What to work on:
Copy every one of the rows below word for word, leaving out the pictures.

### Records supplied ###

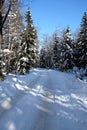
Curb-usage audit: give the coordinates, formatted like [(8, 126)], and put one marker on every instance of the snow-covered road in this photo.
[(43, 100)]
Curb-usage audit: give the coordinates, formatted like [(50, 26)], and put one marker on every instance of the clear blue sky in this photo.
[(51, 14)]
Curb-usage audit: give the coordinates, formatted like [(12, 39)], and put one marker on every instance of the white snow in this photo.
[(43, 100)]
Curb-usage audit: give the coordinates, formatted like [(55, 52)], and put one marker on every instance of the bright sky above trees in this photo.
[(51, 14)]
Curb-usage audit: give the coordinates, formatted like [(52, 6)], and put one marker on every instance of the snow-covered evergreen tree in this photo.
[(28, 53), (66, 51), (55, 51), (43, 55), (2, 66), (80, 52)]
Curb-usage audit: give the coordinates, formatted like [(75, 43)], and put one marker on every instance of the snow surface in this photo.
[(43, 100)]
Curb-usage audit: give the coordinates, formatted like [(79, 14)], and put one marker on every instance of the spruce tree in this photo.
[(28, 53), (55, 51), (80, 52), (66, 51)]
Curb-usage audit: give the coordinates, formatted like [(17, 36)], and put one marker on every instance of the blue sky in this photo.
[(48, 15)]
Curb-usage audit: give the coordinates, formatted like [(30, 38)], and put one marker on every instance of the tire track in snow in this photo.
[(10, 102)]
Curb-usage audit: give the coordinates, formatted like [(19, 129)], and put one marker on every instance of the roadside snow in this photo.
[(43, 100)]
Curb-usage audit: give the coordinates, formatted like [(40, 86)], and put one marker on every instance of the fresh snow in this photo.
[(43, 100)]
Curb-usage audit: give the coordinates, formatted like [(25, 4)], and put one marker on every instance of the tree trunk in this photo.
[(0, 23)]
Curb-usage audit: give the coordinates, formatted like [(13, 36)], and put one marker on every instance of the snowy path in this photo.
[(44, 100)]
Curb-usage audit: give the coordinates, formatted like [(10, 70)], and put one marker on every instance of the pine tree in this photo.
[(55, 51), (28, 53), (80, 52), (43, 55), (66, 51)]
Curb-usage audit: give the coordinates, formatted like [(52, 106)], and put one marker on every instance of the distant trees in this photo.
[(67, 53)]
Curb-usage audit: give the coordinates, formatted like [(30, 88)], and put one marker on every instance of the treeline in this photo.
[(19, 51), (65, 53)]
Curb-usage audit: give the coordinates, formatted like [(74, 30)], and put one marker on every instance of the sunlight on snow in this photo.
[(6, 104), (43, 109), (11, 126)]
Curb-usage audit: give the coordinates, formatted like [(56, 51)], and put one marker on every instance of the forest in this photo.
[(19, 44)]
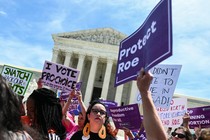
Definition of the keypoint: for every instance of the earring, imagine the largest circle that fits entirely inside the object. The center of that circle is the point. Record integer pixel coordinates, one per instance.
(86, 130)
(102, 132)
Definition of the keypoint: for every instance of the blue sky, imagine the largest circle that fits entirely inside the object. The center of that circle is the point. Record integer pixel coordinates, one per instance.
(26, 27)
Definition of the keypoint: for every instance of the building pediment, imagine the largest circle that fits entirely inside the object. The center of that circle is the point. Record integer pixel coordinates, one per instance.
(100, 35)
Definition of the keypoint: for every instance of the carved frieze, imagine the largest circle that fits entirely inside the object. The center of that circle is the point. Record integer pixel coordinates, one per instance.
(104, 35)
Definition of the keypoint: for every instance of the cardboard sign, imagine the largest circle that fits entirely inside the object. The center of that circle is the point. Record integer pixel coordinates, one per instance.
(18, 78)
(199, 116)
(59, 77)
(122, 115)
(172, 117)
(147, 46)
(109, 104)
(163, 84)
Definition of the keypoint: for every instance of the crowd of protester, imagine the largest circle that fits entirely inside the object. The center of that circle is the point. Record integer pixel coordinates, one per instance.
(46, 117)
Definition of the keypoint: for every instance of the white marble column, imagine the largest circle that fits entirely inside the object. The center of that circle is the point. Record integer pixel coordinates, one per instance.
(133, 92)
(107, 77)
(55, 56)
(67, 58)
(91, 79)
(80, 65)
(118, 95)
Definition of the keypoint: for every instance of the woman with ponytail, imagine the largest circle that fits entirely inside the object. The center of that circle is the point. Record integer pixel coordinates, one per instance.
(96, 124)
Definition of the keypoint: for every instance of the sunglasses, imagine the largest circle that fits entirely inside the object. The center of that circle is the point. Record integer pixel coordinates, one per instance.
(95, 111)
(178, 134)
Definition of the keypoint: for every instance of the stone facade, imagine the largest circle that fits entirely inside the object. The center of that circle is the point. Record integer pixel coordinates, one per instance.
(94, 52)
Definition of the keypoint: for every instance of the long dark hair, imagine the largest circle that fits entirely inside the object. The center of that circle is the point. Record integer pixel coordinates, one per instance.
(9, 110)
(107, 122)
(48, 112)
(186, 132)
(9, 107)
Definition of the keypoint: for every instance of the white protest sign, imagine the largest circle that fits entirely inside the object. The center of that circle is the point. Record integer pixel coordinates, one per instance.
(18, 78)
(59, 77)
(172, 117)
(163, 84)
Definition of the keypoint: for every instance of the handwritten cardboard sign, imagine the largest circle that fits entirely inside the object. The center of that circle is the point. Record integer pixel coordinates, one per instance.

###

Solution:
Curb-usage audit: give the coordinates, formatted like [(8, 126)], and put one marker on every instance of the snow-covered road in this photo.
[(43, 100)]
Curb-usage audit: give the coordinates, formatted like [(50, 26)], and put one marker on every instance of the clear blue sky in this photo.
[(51, 14)]
Curb-usage audit: give the coordinates, formatted like [(12, 39)], and put one marker on every instance of the white snow in this photo.
[(43, 100)]
Curb-usage audit: give the coordinates, formatted like [(55, 52)], and put one marker on every instance of the bright sky above trees in this photo.
[(51, 14)]
Curb-usage audit: give the coordinates, formatted like [(52, 6)], and put one marker on every instance of the snow-covered evergreen tree in this photo.
[(28, 53), (66, 51), (55, 51), (43, 55), (2, 66), (80, 52)]
Curb-usage audit: give the coordinates, formatted like [(75, 43)], and put one marker on every instance of the snow surface in this photo.
[(43, 100)]
Curb-usage audit: give the coordinates, formatted like [(79, 14)], and put one marker on every instance of the spruce tree in this photo.
[(28, 53), (55, 51), (80, 52), (66, 51)]
Curb-usage audit: give the coordinates, formatted like [(17, 36)], and put one marker on every instance of the blue sky in this photo.
[(48, 15)]
Curb-usage audit: give the coordinates, formatted like [(30, 38)], and put one marker on every instance of the tire track in snow in this photo.
[(10, 102)]
Curb-usage audit: give the coordinates, formatted like [(19, 129)], and put one marker on every instance of the roadside snow in this photo.
[(43, 100)]
Curb-usage audit: give the coordinates, formatted like [(40, 86)], and put one marker on every instance of the fresh snow in this photo.
[(43, 100)]
Curb-usage audit: give the coordinates, formatted like [(25, 4)], and put one marker on every instance of the tree trunk in this photo.
[(0, 23)]
Curb-usage audit: give the coordinates, formatted like [(13, 36)], and put one marker on every instance of the snowy path in this photo.
[(44, 100)]
Curb-usage audit: give the coordinates, formatted like [(10, 70)], and put one marker on every instance of the pine tree in this photo.
[(55, 51), (28, 53), (80, 52), (43, 55), (66, 51)]
Curb-usage audit: give the coordinates, formatted like [(52, 106)], and put one marker on every instance of the distant trees in this photo.
[(67, 53)]
Curb-usage audit: give the coordinates, formatted like [(30, 88)], and put one marker on every instance of the treeline in this photo.
[(19, 51), (65, 53)]
Curb-usage audit: give the coordinates, formatted like [(74, 30)], and put one marker on every instance of the sunlight on snow in this photo.
[(6, 104), (43, 109), (11, 126)]
Curb-usage audit: give the coordinates, formatted like [(56, 51)], and put one marker on every instance of the forest in this photo.
[(19, 44)]
Definition of the keypoint: for every instance of the earring, imagine the largest circle that fits entirely inside the object. The center of that circle is the point. Record integer pixel coordinates, one per instance.
(86, 130)
(102, 132)
Definition of the keypoint: for every instance of the blue sky, imagine the largest circle that fits entirely inside the object. The center of that circle is the point. Record integer pixel coordinates, one per instance.
(26, 27)
Definition of the keypoint: for every instance of the building pediment, imagine the largest circle that fits entirely inside the object. The center of that circle is the point. Record integer pixel coordinates, one per instance.
(100, 35)
Definition of the keypoint: for every instance of the carved frieze, imagine the largest circle that fits entirely inside the object. The center of that circle is the point. Record integer pixel coordinates, one per instance.
(104, 35)
Definition of the keypoint: for every instance of the cardboard sign, imagine the largest circle that fits entirely inside the object. The center of that circle is the point. Record integer pixel coordinates, one per instance.
(18, 78)
(199, 116)
(59, 77)
(122, 115)
(172, 117)
(147, 46)
(109, 104)
(163, 84)
Definition of the keypoint: for every instance of the crowd of protester, imagine the largest circle that fits entirely inside the object. The center of that circle is the point. Record integer pixel coordinates, one per instance.
(46, 117)
Definition of the keypoint: for every instance of the white marble column, imagine the largest circle that fits entirely inside the object. The center of that circle is the point. Record integer pixel coordinates, one per instance.
(133, 92)
(107, 77)
(55, 56)
(67, 58)
(91, 79)
(80, 65)
(118, 95)
Definition of the keypoint: for every instance of the woman with ponytail, imagine the largest circle that fits entirely inside the object. The center of that circle is the point. Record integer pixel coordinates, one per instance.
(96, 124)
Definition of the keypoint: for every instance of the sunglasses, imagine the largest circle that fits entirely inside the object. The center of that circle is the point. Record integer pixel coordinates, one per instance.
(95, 111)
(178, 134)
Definition of the keypoint: for every instance of the stone facade, imagine the largest circle that fits entirely inside the object. The center of that circle is the point. Record integer pixel coordinates, one per instance.
(94, 52)
Definition of the keypoint: for every instance of the long dark hair, imagine the largest circle that fits entirely inside the object. The center of that circle is the point. Record integer pixel coordinates, one per instance.
(9, 110)
(107, 122)
(48, 112)
(186, 132)
(9, 107)
Definition of the keypoint: for every instance of the white protest sign, imagine the largest circle that fits entirely inside the object. The center of that circle is the point. Record integer pixel coordinates, one per instance.
(18, 78)
(59, 77)
(172, 117)
(163, 84)
Definition of the keypoint: for every instance of the handwritten cardboard sign, imagine the largest circle that fits entirely inside the object. The center of that circle is the point. Record integer pixel coordinates, one per instance.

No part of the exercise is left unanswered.